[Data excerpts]
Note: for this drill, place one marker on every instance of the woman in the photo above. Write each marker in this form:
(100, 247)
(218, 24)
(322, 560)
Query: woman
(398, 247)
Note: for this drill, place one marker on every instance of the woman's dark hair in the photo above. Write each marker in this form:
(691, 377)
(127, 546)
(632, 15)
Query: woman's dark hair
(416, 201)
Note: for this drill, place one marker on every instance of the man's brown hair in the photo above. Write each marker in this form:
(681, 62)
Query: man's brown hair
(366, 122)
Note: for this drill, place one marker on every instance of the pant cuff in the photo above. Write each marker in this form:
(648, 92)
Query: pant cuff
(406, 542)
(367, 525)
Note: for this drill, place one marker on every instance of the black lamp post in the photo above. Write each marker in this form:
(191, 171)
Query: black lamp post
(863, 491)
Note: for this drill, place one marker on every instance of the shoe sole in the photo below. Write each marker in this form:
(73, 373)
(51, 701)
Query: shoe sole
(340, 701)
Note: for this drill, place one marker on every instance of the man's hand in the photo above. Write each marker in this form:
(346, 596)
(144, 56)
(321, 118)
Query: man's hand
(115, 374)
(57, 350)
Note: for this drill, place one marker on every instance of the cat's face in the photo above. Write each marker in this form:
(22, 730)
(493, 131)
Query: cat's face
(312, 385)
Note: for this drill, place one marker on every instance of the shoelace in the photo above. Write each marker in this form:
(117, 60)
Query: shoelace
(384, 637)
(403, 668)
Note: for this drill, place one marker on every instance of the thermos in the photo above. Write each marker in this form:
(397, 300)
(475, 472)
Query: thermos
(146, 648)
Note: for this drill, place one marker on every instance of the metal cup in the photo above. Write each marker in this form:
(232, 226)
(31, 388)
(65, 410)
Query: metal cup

What this task involves - I would like you to return every entry exactly, with nothing changed.

Expected answer -
Note: for this drill, place one marker on every instance of the woman in the photo above. Write each marker in this form:
(100, 247)
(218, 24)
(322, 560)
Query: woman
(398, 247)
Note: for this drill, place one marker on every instance of the woman's dark hair in the photo above. Write each marker in this form:
(691, 377)
(127, 546)
(632, 15)
Query: woman's dark hair
(416, 201)
Note: for this drill, place one marker on every instance of the man's brown hair in the photo above. Write each marker in this form:
(681, 62)
Query: man's brown hair
(366, 122)
Note: for this drill, place one marker on every instance of the pant cuff in the photo above. Write each marker in this form:
(648, 92)
Query: pant cuff
(406, 542)
(367, 525)
Note: for this drill, place one marker on every instance of the black lamp post in the photo above. Write each marker in this form:
(191, 171)
Query: black lamp post
(863, 491)
Note: for this drill, place one marker on every instance of the shoe sole in the photo below. Write each marker in this form:
(73, 373)
(51, 701)
Query: shoe sole
(340, 701)
Note: for this drill, place one marker on every instance of the man's hand in the photo above. Write each marker in this form:
(346, 596)
(144, 56)
(321, 118)
Query: man's hand
(115, 374)
(57, 350)
Note: for this drill, place one marker on every instance of the cat's face in the photo above. Write each marker in this form:
(22, 730)
(493, 131)
Query: cat's face
(312, 385)
Note: for this drill, place one marker on every instance of the shoelace in the photo above. Write each marker in this form:
(117, 60)
Query: shoelace
(384, 637)
(403, 668)
Note: for this drill, place one marker on every instance of the thermos in the photo above. Write each marker in this form:
(397, 300)
(475, 472)
Query: thermos
(146, 648)
Note: for this drill, place one marker on every instance of the metal cup in the photo above. Write each marker in this form:
(232, 226)
(31, 388)
(65, 410)
Query: metal cup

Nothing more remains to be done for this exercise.